__Teks Dokumen__:
Pembaca budiman, pada rubrik ini kami menampilkan hasil dialog pada acara Bruk-Brak di TVRI Jawa Barat yang diselenggarakan oleh Pakuan dan Desantara. Acara ini adalah bagian dari sosialisasi advokasi anti diskriminasi agama dan kepercayaan yang kami laksanakan di wilayah Jawa Barat. Dialog berikut tanggapan masyarakat ini sengaja kami tampilkan telanjang agar pembaca ikut merasakan bahwa problem diskriminasi bukan sekadar soal kebijakan hukum, tetapi juga melibatkan konstruksi pemikiran dan pemahaman keagamaan yang anti-pluralis dan diskriminatif yang sebenarnya terus di(re)produksi.

__Data__:
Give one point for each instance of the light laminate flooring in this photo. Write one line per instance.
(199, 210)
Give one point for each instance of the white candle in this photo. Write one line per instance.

__Instruksi Kerja__:
1) Jawablah pertanyaan berikut berdasarkan teks tentang acara Bruk-Brak.
(a) Di stasiun televisi mana acara Bruk-Brak berlangsung?
(b) Siapa yang menyelenggarakan acara tersebut?
(c) Selain soal kebijakan hukum, apa lagi yang menurut teks dilibatkan oleh problem diskriminasi?
2) Sambunglah teks tentang dialog anti diskriminasi dalam acara Bruk-Brak, mulai dari kalimat sesudah kalimat terakhirnya.

__Jawaban per Tugas__:
1)
(a) TVRI Jawa Barat.
(b) Pakuan dan Desantara.
(c) Konstruksi pemikiran dan pemahaman keagamaan yang anti-pluralis dan diskriminatif.

2)
Adapun peserta dialog ini adalah Ira Indrawardana dari generasi muda Pakuan (Paguyuban Anti Diskriminasi berdasarkan Agama dan Kepercayan) Jawa Barat, Anis Djatisunda (Budayawan Sunda), Dr. Wila Candrawila Supardi, SH. dari Fakultas Hukum UNPAR, Pangeran Djatikusumah (sesepuh/tokoh adat Cigugur Kuningan), dan Acep Zam-Zam Noer dari Pesantren Cipasung, Tasikmalaya. Dialog dipandu oleh Dedi Jamaludin Malik. Berikut selengkapnya:
Dedi Jamaludin Malik:
Agama merupakan satu pemahaman yang sangat asasi. Dalam Islam misalnya ada kasus menarik di kuningan. Masjid kelompok Ahmadiyah di bakar oleh masyarakat. Ada juga diskriminasi seperti kasus perkawinan adat yang tidak dicatat pernikahannya di catatan sipil karena dianggap tidak sah. Ada juga kuburan cina yang dibongkar hanya untuk mendirikan pasar. Pertanyaannya adalah mengapa hal itu sampai terjadi.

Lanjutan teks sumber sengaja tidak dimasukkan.